### EXTRACTED TEXT:
* START *
17 May 2010

the Mysteries of UDOLPHO : the Castle Part II


Emily's chamber at UDOLPHO

Even in light of day Emily's bed chamber has dark hidden corners, with light flooding into the room just above its walking inhabitants-all is dusk and glooming. The cavernous chamber holds a carved gilt Renaissance bed and a VASARI painting that hangs over the fireplace in a Vasari decorated frame. "She now retired to her bed, leaving the lamp burning on the table; but its gloomy light instead of dispelling her fear, assisted it; for, by its uncertain rays, she almost fancied she saw shapes flit past her curtains and glide into the remote obscurity of her chamber-The castle clock struck one before she closed her eyes to sleep."

When one can hear people moving, 
one does not so much mind, 
about one's fears.
 Lady Emily, Our Heroine

Destination Udolpho

 Gondola image from here

 The destination of the Count's entourage, with heroine Emily in tow-an unwitting traveler, indeed hostage is UDOLPHO. Envisioning UDOLPHO is essential when reading the Radcliffe novel. Her descriptions are fine ones-
but in all- there is unspoken dread. Traveling to Count Morano's castle fortress, the entourage sets off in gondola- including Morano, Emily's aunt, now married to Morano, a number of servants, retainers and armed guards. Later the entourage would travel the wild terrain of the Appenines by coach. As the travelers plunged deeper along the intrepid way-Emily's sense of dread increases, and her thoughts of Valancourt overwhelm her.

the landscape in an around Udolpho
painted by Salvator Rosa

the Central Hall of Udolpho

The Central Hall of UDOLPHO, with a cantilevered staircase, where Emily ascended amidst Morlaiter frescoes and Renaissance tapestries to her chamber. "Daylight dispelled from Emily's mind the glooms of Superstition, but not those of Apprehension"

Much of Countess Morino's stay at UDOLPHO is confined to her chambers. Emily and her aunt resolve their tumultuous relationship as the Countess's health rapidly declines under the oppressive atmosphere of UDOLPHO. Her refusal to sign her name to documents releasing her property and possessions to her devious husband-further constraining their relationship as it strengthens her relationship with Emily.
* END *
[Rows from a dataset]
* START *
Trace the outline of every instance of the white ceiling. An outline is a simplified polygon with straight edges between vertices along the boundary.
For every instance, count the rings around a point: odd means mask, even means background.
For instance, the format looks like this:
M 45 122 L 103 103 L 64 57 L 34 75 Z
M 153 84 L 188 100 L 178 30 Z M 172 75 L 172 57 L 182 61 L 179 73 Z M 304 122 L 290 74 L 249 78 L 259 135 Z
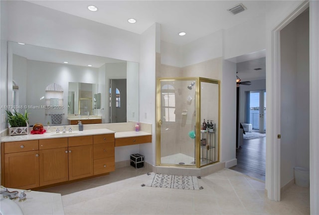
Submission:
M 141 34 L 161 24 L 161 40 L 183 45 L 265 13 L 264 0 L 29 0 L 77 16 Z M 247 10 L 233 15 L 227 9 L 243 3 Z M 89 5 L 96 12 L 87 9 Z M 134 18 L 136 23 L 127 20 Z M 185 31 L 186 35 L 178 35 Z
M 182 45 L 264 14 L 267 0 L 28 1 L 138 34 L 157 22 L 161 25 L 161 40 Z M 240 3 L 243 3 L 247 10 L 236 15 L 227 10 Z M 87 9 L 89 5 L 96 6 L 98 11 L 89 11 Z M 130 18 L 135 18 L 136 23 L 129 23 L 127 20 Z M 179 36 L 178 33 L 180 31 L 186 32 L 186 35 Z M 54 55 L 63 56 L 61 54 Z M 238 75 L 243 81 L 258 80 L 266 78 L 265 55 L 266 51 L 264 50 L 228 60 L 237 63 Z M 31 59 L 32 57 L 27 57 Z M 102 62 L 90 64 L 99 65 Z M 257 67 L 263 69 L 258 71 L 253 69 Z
* END *
* START *
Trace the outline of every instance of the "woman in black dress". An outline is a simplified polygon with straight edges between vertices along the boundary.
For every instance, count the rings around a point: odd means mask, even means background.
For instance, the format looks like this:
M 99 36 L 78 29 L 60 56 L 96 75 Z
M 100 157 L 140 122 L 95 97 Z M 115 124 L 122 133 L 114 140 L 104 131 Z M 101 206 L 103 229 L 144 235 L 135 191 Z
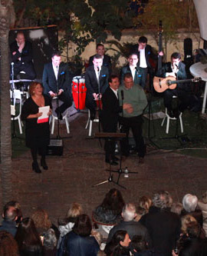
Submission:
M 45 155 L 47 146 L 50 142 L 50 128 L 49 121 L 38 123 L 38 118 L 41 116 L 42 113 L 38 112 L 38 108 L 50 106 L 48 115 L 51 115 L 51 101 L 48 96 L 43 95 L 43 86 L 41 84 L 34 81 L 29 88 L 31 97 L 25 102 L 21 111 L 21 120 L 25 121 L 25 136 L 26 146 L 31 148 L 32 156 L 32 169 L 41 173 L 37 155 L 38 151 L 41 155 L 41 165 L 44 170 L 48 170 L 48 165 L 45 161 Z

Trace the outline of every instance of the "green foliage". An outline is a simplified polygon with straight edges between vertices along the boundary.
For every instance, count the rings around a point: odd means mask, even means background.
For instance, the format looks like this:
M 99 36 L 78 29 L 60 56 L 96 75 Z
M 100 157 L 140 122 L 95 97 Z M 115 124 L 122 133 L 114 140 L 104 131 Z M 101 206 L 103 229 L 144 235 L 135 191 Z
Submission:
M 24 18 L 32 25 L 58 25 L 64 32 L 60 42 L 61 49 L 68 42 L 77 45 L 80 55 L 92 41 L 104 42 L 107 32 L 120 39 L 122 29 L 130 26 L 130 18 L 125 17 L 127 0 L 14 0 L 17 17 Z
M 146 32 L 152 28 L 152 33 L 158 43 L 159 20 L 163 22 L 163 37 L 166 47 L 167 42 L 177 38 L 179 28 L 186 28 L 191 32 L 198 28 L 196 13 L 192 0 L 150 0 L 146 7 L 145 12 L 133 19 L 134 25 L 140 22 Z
* END *
### TASK TO COMPLETE:
Repeat, word for word, the stretch of the Udolpho post between "Destination Udolpho" and "Valancourt overwhelm her.", inclusive.

### REPLY TO THE TASK:
Destination Udolpho

 Gondola image from here

 The destination of the Count's entourage, with heroine Emily in tow-an unwitting traveler, indeed hostage is UDOLPHO. Envisioning UDOLPHO is essential when reading the Radcliffe novel. Her descriptions are fine ones-
but in all- there is unspoken dread. Traveling to Count Morano's castle fortress, the entourage sets off in gondola- including Morano, Emily's aunt, now married to Morano, a number of servants, retainers and armed guards. Later the entourage would travel the wild terrain of the Appenines by coach. As the travelers plunged deeper along the intrepid way-Emily's sense of dread increases, and her thoughts of Valancourt overwhelm her.